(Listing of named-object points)
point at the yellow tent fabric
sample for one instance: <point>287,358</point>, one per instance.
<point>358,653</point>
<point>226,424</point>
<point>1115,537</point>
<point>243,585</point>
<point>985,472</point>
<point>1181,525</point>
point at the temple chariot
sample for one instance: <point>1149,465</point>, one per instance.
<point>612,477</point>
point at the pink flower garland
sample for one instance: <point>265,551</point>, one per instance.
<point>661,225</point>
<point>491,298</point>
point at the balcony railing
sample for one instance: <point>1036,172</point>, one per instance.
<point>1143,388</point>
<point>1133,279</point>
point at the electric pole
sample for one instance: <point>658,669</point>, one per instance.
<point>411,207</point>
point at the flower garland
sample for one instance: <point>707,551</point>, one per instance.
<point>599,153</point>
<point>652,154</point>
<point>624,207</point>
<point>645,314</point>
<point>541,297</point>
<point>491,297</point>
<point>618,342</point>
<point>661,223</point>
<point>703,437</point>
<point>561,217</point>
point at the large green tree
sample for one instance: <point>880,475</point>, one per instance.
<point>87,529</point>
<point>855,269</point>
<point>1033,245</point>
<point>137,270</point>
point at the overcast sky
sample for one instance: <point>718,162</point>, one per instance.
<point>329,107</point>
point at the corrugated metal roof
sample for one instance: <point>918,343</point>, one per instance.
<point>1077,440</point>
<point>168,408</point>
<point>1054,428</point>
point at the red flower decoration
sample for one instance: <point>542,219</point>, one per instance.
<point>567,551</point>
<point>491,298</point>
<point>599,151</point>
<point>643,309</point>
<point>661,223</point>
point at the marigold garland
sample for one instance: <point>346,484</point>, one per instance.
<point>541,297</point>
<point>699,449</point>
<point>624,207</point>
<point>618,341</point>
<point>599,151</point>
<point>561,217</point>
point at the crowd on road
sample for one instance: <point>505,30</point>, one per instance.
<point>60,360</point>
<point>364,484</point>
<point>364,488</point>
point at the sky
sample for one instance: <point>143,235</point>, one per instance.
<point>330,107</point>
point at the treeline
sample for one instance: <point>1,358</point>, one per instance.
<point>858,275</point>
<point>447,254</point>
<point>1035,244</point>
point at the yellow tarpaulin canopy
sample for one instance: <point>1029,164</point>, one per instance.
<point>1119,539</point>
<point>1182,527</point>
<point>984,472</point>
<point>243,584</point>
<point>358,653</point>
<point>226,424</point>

_WHAT IS BEING ASKED_
Copy every line of the listing above, word for word and with all its characters intact.

_SOLUTION TO THE EXERCISE_
point at the yellow tent fabric
sample for one instance: <point>287,358</point>, one per instance.
<point>358,653</point>
<point>226,424</point>
<point>1115,537</point>
<point>243,585</point>
<point>985,472</point>
<point>1181,525</point>
point at the temple chariot
sample for one instance: <point>1149,465</point>, one per instance.
<point>612,477</point>
point at the pink flower garland
sample for one instance: <point>265,551</point>, one per instance.
<point>661,225</point>
<point>491,298</point>
point at the balcony railing
sample for one instance: <point>1036,172</point>, one per instance.
<point>1143,388</point>
<point>1133,279</point>
point at the electric pole
sample for one instance: <point>658,669</point>, one per instance.
<point>411,207</point>
point at the flower garland
sample for one instance: <point>707,551</point>, one per instance.
<point>599,153</point>
<point>652,154</point>
<point>624,207</point>
<point>645,314</point>
<point>541,297</point>
<point>491,297</point>
<point>618,342</point>
<point>661,223</point>
<point>703,437</point>
<point>561,217</point>
point at the large green tree
sample for one instance: <point>880,475</point>, one per instance.
<point>87,529</point>
<point>855,269</point>
<point>1033,245</point>
<point>137,270</point>
point at the overcast sky
sample for one instance: <point>718,162</point>, one per instance.
<point>329,107</point>
point at the corrugated metal roof
sample for one instance: <point>918,343</point>, one per instance.
<point>1077,440</point>
<point>168,408</point>
<point>1054,428</point>
point at the red flower decoration
sample for one instance: <point>542,219</point>, one per instance.
<point>567,551</point>
<point>491,298</point>
<point>599,151</point>
<point>643,309</point>
<point>661,223</point>
point at the marigold garland
sample for one instance: <point>346,484</point>, one per instance.
<point>541,297</point>
<point>699,449</point>
<point>624,207</point>
<point>618,341</point>
<point>599,151</point>
<point>561,217</point>
point at the crowd on road
sample for one instance: <point>505,30</point>, one per instance.
<point>60,360</point>
<point>364,484</point>
<point>364,488</point>
point at the sky
sample for one instance: <point>143,235</point>, one per instance.
<point>330,107</point>
point at the treeline
sample for one instance: <point>1,358</point>, one per instance.
<point>858,275</point>
<point>447,254</point>
<point>1035,244</point>
point at the yellow tarpaulin canopy
sample for one instance: <point>1029,164</point>, one per instance.
<point>1119,539</point>
<point>1182,527</point>
<point>984,472</point>
<point>243,584</point>
<point>358,653</point>
<point>226,424</point>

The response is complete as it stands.